WRITTEN EXERCISE:
Write every line out verbatim and omit the pictures.

RECORDS PROVIDED:
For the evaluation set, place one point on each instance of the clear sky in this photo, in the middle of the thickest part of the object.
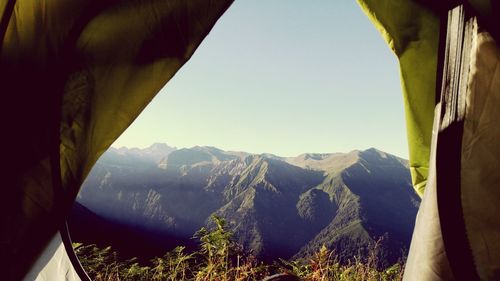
(284, 77)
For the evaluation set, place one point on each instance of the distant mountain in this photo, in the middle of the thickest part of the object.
(276, 206)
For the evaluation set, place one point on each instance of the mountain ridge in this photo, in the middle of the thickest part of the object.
(342, 200)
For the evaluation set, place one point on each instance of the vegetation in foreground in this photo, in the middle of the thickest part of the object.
(219, 258)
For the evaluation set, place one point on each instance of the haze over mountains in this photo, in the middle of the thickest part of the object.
(276, 206)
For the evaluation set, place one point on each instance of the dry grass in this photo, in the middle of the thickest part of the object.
(220, 259)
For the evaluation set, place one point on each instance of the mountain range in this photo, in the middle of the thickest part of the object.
(278, 207)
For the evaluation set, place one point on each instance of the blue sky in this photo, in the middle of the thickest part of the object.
(284, 77)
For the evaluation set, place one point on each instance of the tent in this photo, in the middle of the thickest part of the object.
(75, 74)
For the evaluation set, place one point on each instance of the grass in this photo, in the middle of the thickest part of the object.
(219, 258)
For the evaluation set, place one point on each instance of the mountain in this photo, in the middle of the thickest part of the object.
(276, 206)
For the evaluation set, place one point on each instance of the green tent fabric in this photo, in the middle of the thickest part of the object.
(413, 34)
(74, 75)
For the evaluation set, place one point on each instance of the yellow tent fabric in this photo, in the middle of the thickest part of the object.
(412, 31)
(74, 75)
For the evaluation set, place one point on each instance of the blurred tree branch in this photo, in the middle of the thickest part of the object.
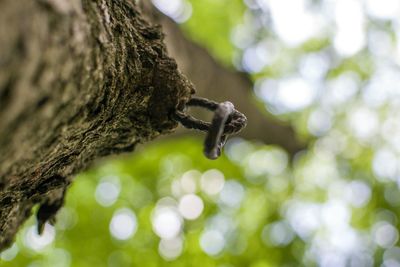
(217, 82)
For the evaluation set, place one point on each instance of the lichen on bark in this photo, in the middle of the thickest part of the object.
(79, 79)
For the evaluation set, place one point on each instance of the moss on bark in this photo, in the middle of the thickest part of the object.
(78, 80)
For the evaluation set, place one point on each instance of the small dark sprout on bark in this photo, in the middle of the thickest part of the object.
(226, 121)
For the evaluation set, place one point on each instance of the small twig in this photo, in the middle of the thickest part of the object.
(227, 120)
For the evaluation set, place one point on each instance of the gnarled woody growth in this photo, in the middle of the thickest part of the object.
(78, 80)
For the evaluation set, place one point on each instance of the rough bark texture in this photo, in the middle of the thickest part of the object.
(78, 80)
(219, 83)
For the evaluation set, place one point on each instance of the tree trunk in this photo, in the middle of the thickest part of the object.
(82, 79)
(78, 80)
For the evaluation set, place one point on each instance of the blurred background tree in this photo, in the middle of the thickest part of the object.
(328, 67)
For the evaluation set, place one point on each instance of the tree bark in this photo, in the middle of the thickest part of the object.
(78, 80)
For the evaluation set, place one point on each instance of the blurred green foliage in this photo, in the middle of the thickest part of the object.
(336, 204)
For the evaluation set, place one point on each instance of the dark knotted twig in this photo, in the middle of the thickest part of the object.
(227, 120)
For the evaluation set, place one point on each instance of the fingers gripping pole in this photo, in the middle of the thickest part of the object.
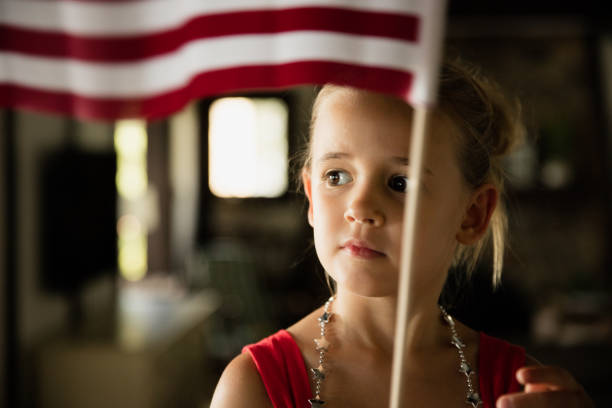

SOLUTION TO THIS TASK:
For the evaluation set, place one point on each instance of the clear sky in this photo, in the middle of the thickest part of the object.
(284, 77)
For the evaluation set, place one point on each instance of the distant mountain in this photo, in the middle of the thickest part of the object.
(276, 206)
For the evaluation set, place one point on each instance of the mountain ridge in this photo, in the middle of the thickest part of the object.
(342, 200)
For the evaluation set, place one point on each instance of the vegetation in foreground in this photo, in the middle of the thickest part of the object.
(219, 258)
For the evaluation set, place one point on each instance of the haze over mountains in this photo, in the middle of the thickest part of the object.
(276, 206)
For the evaluation set, place one point on each instance of the dry grass in this photo, in the middle of the thickest part of the object.
(220, 259)
For the evaluation set, place one point on each instance of the mountain range in this photo, in the middle of the thickest part of the object.
(278, 207)
For the evaluation set, place one point on each instance of the blue sky in this photo, in the middle of the thickest part of the object.
(284, 77)
For the evaluation set, place one point on each instance of the tent in this photo, in the middle of the thickest part of the object.
(75, 74)
For the evaluation set, place one point on each instance of the grass in this photo, in the middle of the thickest part of the object.
(219, 258)
For the evaluation set, place one point on each instance of the mountain in this photo, in the middle of the thickest part of the object.
(276, 206)
For the evaluation set, place one point on each instance of the green tent fabric in this photo, in the middle of the thickest part of the object.
(413, 34)
(74, 75)
For the evaluation set, place one point on each instance of the yellow tent fabric in this photo, in the middle of the thickest part of the object.
(412, 31)
(74, 75)
For the evaluation set, place one point on each instance of the blurred tree branch in this photo, in the middle of the thickest part of the object.
(217, 82)
For the evaluation set, place one point on each instance of the lichen on bark in this photo, in the middle of the thickest part of the object.
(79, 79)
For the evaluation set, place one point on each instance of the moss on bark in this photo, in the middle of the thickest part of the object.
(78, 80)
For the evaluation set, place one point on each instance of the small dark sprout on bark in this photo, in the middle of the thickest part of the object.
(226, 121)
For the evaluation set, place one point on each instance of the small twig in this photo, in the middle of the thickest part of the object.
(227, 120)
For the evaluation set, place one point on each instance of the gnarled woody growth in this photo, in the middle of the thickest part of the object.
(78, 80)
For the evaluation set, place one point on each instance of the rough bark texture in this photo, in the middle of the thickest part of the object.
(78, 80)
(219, 83)
For the evaluation set, place one point on each instance of the tree trunk in this photo, in the middle of the thickest part of the object.
(82, 79)
(78, 80)
For the evaluation set, place one point on each instance of the blurred background tree in this photo, in the middle of the thickest part of the object.
(328, 67)
For the evaluation set, place one point on each instance of the tree bark in this photo, in the middle of the thickest part of the object.
(78, 80)
For the evaluation set, place one point on each instance of the blurred green foliage in this photo, in the middle of the thickest part of the object.
(336, 204)
For the evaluation set, place one point on each instance of the dark knotted twig in this photo, in the middle of the thickest part of the object.
(227, 120)
For the evaluation set, place one point on each instance of the fingers gripping pole in this photo, in the middle of the thickest part of the object.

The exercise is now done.